DIRECTIONS FOR THIS TASK
Collect each line from the rows below that includes the string "plank" and copy every such line in full.

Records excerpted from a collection

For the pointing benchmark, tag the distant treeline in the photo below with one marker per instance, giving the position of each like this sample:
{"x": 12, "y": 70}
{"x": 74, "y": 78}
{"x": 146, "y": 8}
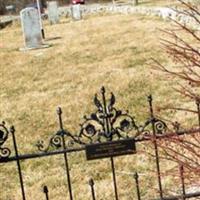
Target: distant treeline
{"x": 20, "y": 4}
...
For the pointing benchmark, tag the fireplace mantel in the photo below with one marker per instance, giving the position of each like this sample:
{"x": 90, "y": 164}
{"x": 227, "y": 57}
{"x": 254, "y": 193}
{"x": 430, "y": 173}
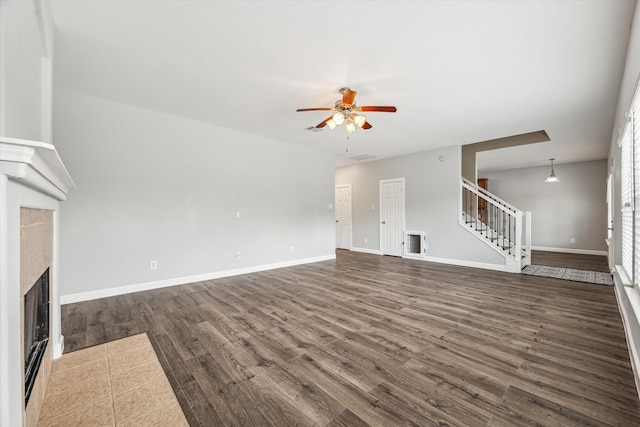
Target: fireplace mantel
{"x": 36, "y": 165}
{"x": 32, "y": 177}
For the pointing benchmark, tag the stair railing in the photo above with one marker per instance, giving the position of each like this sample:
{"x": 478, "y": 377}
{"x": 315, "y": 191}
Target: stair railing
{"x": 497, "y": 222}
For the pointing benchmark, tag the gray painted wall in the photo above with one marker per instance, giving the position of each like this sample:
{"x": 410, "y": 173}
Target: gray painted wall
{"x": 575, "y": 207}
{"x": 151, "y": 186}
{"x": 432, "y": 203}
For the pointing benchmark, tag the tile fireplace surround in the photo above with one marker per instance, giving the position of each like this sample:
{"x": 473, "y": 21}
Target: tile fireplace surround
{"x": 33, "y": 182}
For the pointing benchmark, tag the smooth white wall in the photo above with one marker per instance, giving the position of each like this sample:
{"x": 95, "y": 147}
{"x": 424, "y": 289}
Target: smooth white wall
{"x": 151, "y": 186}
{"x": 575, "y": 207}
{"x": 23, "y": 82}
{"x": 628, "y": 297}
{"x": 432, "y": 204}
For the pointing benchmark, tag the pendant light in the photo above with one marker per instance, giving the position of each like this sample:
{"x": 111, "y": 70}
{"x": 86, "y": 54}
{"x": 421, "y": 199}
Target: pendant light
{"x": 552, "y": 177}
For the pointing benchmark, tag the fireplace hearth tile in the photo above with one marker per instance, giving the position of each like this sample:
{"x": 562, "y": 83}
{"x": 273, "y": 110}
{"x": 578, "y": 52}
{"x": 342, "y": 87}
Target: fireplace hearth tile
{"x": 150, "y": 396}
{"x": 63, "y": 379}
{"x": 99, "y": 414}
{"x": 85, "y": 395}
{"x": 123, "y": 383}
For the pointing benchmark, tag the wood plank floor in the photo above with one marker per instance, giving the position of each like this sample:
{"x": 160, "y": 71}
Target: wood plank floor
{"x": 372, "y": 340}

TASK RESULT
For the pointing benchmark, tag the wood plank floor in the photo above with one marker per instance, giving the position of each like this sample:
Target: wood plank floor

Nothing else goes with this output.